### Veri kümesi
**********

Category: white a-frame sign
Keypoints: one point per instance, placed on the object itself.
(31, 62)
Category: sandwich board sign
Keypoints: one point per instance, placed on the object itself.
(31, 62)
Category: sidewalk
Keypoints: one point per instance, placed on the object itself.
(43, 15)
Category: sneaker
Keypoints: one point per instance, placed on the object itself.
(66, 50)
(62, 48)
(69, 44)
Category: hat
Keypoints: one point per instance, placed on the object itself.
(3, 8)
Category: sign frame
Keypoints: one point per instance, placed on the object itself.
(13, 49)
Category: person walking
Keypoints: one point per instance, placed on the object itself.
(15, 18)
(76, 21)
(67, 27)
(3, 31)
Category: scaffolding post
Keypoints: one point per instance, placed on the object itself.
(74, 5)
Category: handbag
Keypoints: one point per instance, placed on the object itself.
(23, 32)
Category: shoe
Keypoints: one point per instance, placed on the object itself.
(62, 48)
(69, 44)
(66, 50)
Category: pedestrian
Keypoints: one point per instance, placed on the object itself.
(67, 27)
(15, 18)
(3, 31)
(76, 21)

**********

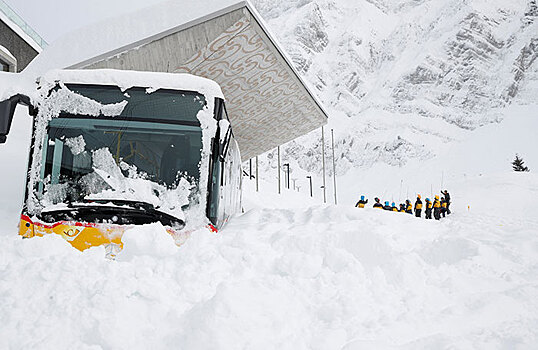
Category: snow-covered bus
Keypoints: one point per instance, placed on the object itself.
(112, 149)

**********

### Görev tanımı
Yukarıdaki kayıtlarda "frame" sözcüğünü içeren bütün satırları gösterin. Büyük-küçük harf ayrımı dikkate alınmalıdır.

### Alıştırma yanıtı
Category: white a-frame sign
Category: sign frame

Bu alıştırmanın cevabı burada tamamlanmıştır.